Yes, we know that the protesters are against the “one percent,” but what does that mean? Are the 1p the real villains? To be sure, they may be envied for their success and wealth. Which of us would turn down an opportunity to joint that elite group? Not me. But I’m either not smart enough or not lucky enough to get super-rich, so I have to work for a living. The American protesters complain that the American Dream is dead. Well, not exactly; the dream has merely been corrupted over the past quarter century. When the dream (which, by osmosis, also infects Canadians) was born, during the post-war boom, it meant that any person willing to put in some hard work could succeed. Not necessarily become yacht-driving billionaires, but had the potential to steadily increase their standard of living. Buy a small house, then, after working hard and saving a bit, move up to a bigger, nicer house. Trade the car in every three years. Buy a colour television set, with remote control. Take a vacation in Bermuda. Send the smartest of their children to university. This dream was especially attractive to the immigrant population, who pursued the dream with the twin disadvantages of being immigrants and arriving in the country with five dollars in their pocket.

The prevailing view today is that the Dream owes young people, without requiring the prerequisite hard work. They expect the 52″ flat screen and a new BMW 325i on their first turn around the block. They vacation in Mexico or Cuba twice a year, thanks to a credit card. They spend $250 each Thursday night on designer martinis, because how else will they find love, now that Lavalife is passé? They’ll get the downpayment for their first condo from their parents, who know that their children will otherwise never enter the housing market because they are unmotivated and financially illiterate. Ambition is no longer present in 99-percent of today’s youth. The remaining 1-percent will go on to join the despised elite. So, yes, the great American Dream is dead, but it was not killed by the 1p.

- **LISTED RECORDS**
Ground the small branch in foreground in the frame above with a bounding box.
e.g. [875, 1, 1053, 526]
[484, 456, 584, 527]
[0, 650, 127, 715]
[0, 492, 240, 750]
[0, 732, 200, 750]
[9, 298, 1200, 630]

- **ASSIGNMENT 1**
Repeat the American Dream piece starting with "The prevailing view" and going on through "killed by the 1p.".
- **ASSIGNMENT 2**
Render this sentence from the American Dream piece in Spanish: "Ambition is no longer present in 99-percent of today's youth."
- **ASSIGNMENT 3**
Turn the paragraph of the American Dream piece that begins "The prevailing view today" into a short bulleted list that keeps its main facts.
Rely solely on the American Dream piece.

- **TASK RESULT 1**
The prevailing view today is that the Dream owes young people, without requiring the prerequisite hard work. They expect the 52″ flat screen and a new BMW 325i on their first turn around the block. They vacation in Mexico or Cuba twice a year, thanks to a credit card. They spend $250 each Thursday night on designer martinis, because how else will they find love, now that Lavalife is passé? They’ll get the downpayment for their first condo from their parents, who know that their children will otherwise never enter the housing market because they are unmotivated and financially illiterate. Ambition is no longer present in 99-percent of today’s youth. The remaining 1-percent will go on to join the despised elite. So, yes, the great American Dream is dead, but it was not killed by the 1p.

- **TASK RESULT 2**
La ambición ya no está presente en el 99 por ciento de los jóvenes de hoy.

- **TASK RESULT 3**
- The prevailing view is that the Dream owes young people, without the prerequisite hard work.
- They expect a 52″ flat screen and a new BMW 325i on their first turn around the block.
- They vacation in Mexico or Cuba twice a year on a credit card.
- They spend $250 each Thursday night on designer martinis to find love.
- Their parents provide the downpayment for their first condo, knowing the children are unmotivated and financially illiterate.
- Ambition is gone in 99 percent of today's youth. The remaining 1 percent will join the despised elite.
- The great American Dream is dead, but the 1p did not kill it.